> STATED GOAL
Report each line below that contains the string "cabinet", copying every such line in full.

════════════════

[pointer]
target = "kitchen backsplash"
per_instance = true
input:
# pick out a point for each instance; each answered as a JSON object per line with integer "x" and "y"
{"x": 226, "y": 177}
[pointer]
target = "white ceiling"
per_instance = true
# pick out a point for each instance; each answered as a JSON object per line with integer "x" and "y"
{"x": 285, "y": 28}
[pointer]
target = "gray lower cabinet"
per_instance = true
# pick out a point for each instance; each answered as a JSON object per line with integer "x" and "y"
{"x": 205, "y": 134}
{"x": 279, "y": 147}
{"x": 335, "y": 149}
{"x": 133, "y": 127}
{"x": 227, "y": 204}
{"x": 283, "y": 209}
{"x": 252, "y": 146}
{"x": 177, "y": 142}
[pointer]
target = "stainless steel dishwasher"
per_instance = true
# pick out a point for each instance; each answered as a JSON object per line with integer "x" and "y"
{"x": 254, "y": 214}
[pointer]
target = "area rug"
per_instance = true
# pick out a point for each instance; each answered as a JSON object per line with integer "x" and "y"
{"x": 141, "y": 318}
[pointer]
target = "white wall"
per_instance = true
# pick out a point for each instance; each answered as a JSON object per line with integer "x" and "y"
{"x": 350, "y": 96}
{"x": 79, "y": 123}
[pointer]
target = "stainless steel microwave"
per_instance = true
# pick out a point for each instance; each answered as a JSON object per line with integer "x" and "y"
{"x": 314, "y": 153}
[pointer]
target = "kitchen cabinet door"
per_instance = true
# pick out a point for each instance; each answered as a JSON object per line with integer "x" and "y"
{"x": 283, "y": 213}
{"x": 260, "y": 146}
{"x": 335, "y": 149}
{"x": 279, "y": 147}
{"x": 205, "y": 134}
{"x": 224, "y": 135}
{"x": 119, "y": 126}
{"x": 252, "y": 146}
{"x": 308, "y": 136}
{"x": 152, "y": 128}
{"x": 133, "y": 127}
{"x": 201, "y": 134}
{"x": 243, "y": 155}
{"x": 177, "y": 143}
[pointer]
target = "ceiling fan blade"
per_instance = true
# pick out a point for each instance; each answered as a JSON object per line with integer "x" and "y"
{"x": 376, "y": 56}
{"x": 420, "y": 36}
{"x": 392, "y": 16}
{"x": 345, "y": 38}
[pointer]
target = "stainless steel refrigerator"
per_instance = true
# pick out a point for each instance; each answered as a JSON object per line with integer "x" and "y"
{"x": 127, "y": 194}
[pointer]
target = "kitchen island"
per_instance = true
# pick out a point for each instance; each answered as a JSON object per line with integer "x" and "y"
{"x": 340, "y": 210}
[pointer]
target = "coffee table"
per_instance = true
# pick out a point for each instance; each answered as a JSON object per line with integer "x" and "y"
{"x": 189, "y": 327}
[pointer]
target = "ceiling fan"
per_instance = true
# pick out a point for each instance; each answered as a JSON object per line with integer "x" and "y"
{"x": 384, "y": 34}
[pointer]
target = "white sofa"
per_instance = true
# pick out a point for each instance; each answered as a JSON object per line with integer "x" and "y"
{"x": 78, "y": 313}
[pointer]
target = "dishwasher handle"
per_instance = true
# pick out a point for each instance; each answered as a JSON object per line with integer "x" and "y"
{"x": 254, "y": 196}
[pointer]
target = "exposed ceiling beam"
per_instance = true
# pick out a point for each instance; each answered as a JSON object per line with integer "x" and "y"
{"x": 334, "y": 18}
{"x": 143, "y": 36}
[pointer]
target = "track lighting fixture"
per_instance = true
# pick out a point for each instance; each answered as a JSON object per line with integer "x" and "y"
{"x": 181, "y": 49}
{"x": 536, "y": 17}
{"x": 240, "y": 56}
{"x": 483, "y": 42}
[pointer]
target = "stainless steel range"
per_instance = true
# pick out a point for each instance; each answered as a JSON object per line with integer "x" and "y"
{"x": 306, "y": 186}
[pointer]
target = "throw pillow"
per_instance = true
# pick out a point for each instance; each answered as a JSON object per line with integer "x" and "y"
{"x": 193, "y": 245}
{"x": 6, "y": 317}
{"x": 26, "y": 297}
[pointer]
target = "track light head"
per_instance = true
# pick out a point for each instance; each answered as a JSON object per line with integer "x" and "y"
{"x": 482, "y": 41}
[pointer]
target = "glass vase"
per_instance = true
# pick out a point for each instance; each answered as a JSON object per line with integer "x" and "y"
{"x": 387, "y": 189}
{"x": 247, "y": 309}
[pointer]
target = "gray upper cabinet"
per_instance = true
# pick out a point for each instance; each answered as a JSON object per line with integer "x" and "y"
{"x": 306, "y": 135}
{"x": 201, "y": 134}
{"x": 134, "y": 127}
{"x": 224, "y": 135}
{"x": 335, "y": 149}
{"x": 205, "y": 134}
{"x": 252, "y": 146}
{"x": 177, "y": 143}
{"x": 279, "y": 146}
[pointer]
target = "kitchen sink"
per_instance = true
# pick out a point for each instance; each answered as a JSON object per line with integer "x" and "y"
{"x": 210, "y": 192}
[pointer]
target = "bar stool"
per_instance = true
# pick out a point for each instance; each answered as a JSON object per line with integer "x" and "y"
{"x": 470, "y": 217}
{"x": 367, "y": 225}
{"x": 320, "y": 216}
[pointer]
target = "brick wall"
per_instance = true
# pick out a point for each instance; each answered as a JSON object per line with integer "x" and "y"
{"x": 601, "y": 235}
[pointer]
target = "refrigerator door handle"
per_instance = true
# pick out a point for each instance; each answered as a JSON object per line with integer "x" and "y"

════════════════

> OUTPUT FOR THIS EXERCISE
target = "gray lower cabinet"
target = "kitchen cabinet door"
target = "gray upper cabinet"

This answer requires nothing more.